-- Supplied passage --
_ _ _ _
Old and new conventional wisdoms:

• Old CW: Power is free, but transistors are expensive.
• New CW is the "Power wall": Power is expensive, but transistors are "free." That is, we can put more transistors on a chip than we have the power to turn on.
  
  
• Old CW: Monolithic uniprocessors in silicon are reliable internally, with errors occurring only at the pins.
• New CW: As chips drop below 65-nm feature sizes, they will have high soft and hard error rates.
  
  
• Old CW: Multiply is slow, but load and store is fast.
• New CW is the "Memory wall" [Wulf and McKee 1995]: Load and store is slow, but multiply is fast.
  
  
• Old CW: Don't bother parallelizing your application, as you can just wait a little while and run it on a much faster sequential computer.
• New CW: It will be a very long wait for a faster sequential computer (see above).

would that be

[macadamia_harold (947445)]

Mortimer.CA writes with a recently released report from Berkley entitled "The Landscape of Parallel Computing Research: A View from Berkeley

Would that be a Parallelograph?

nothing new here...

[by Anonymous Coward]

pretty much the same thing Dave Patterson's been saying for a while now...in fact, the CW sounded so familiar, I went back to double check his lecture slides from more than a year ago:

http://vlsi.cs.berkeley.edu/cs252-s06/images/1/1b/ Cs252s06-lec01-intro.pdf [berkeley.edu]

and it's pretty much identical (check out slide 3 on the first page of the pdf)

Erlang

[by Anonymous Coward]

Erlang only provides a way of proving parallel correctness, a la CSP. This means avoiding deadlocks and such. The primary difficulty of crafting algorithms to run efficently over multiple CPUs still remains. Erlang does not do any automatic parallelization, and expects the programmer to write the code with multiple CPUs in mind.

I'm wating for a language which would parallelize stuff for you. This is most likely to be a functinal language, or an extension to an existing functional language. Maybe even Erlang.
_ _ _ _
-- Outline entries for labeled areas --

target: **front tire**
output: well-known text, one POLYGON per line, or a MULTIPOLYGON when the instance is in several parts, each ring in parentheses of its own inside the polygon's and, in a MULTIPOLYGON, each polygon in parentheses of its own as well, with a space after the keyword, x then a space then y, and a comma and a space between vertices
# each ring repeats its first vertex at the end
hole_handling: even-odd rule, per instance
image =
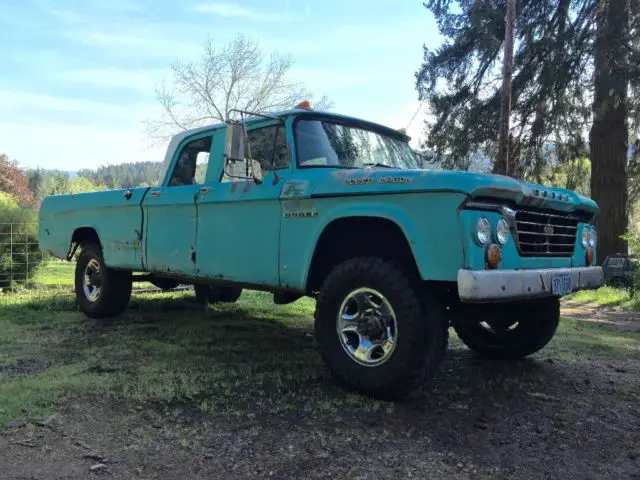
_ _ _ _
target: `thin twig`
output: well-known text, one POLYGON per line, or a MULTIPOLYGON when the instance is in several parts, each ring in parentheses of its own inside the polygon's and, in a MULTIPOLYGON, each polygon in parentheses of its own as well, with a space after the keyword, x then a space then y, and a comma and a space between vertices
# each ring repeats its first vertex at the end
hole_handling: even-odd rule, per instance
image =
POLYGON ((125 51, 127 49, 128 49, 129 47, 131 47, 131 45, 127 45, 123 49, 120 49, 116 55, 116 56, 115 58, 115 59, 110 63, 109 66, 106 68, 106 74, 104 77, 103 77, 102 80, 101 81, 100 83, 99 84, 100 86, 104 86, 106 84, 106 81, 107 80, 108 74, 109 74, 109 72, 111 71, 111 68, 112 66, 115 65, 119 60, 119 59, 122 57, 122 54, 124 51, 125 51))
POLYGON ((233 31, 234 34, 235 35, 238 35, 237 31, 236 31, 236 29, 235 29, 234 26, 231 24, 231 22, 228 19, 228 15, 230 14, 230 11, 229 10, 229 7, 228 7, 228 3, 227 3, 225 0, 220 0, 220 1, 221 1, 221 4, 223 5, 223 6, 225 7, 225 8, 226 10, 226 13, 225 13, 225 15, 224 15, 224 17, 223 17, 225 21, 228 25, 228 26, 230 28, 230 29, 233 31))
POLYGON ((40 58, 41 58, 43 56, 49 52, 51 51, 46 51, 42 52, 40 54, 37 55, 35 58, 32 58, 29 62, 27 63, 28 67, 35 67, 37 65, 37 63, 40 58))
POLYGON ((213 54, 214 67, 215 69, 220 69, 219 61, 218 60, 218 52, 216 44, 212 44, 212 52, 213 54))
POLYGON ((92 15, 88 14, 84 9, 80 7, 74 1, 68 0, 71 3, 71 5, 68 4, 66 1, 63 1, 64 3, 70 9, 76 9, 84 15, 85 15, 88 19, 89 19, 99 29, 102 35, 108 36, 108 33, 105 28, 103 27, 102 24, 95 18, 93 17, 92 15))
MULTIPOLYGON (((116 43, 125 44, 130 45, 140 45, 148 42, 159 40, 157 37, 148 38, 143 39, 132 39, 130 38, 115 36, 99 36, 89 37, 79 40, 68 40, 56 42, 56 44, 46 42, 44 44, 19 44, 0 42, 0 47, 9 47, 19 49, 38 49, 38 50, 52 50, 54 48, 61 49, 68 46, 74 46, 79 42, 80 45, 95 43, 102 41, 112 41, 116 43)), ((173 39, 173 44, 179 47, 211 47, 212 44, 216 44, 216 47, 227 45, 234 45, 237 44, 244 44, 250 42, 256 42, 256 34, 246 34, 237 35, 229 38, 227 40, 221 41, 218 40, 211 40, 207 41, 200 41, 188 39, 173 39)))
_ _ _ _
-- Required tasks --
1. Decide whether each statement agrees with the parallel computing thread, answering yes or no and quoting the deciding words: (a) Under the new conventional wisdom, load and store is slow while multiply is fast. (b) Erlang performs automatic parallelization. (c) The Anonymous Coward compared the report with lecture slides from more than a year earlier.
2. Transcribe the portion of the parallel computing thread between "nothing new here..." and "of the pdf)", inclusive.
3. Carry on the parallel computing thread past its final sentence.
The rows above are separate material with no connection to the parallel computing thread.

-- Outputs for the tasks --
1.
(a) Yes: "Load and store is slow, but multiply is fast."
(b) No: "Erlang does not do any automatic parallelization"
(c) Yes: "I went back to double check his lecture slides from more than a year ago"

2.
nothing new here...

[by Anonymous Coward]

pretty much the same thing Dave Patterson's been saying for a while now...in fact, the CW sounded so familiar, I went back to double check his lecture slides from more than a year ago:

http://vlsi.cs.berkeley.edu/cs252-s06/images/1/1b/ Cs252s06-lec01-intro.pdf [berkeley.edu]

and it's pretty much identical (check out slide 3 on the first page of the pdf)

3.
Re:

[CastrTroy (595695)]

I wrote some parellel code using MPI [lam-mpi.org] in university. It takes a lot of work to get the hang of at first, and many people who I know that were good at programming had lots of trouble in this course, because programming for parallelism is very different than programming for a single processor. On the other hand, you can get much better performance from parallel algorithms. However, I think that we could do just as well sticking with the regular algorithms, and having a lot of threads each running on a diffe

Re:Erlang

[cpm80 (899906)]

I think using a *specific* language for automatic parallelization is the wrong way. Some GNU folks are working on language independent autoparallelization for GCC 4.3. Their implementation is an extension to the OpenMP implementation in GCC. Read OpenMP and automatic parallelization in GCC, D. Novillo, GCC Developers' Summit, Ottawa, Canada, June 2006 http://people.redhat.com/dnovillo/Papers/ [redhat.com] for details.

Re:

[grammar fascist (239789)]

Erlang also has a huge amount of overhead, and due to immutable data structures, has to spend a lot of time copying data around.

This is the problem inherent with pure languages. Compilers/runtime systems are simply not sophisticated enough yet to reason about and perform as well as a human can with mutable data structures.

Haskell comes pretty close, and it's designed from the beginning to be pure.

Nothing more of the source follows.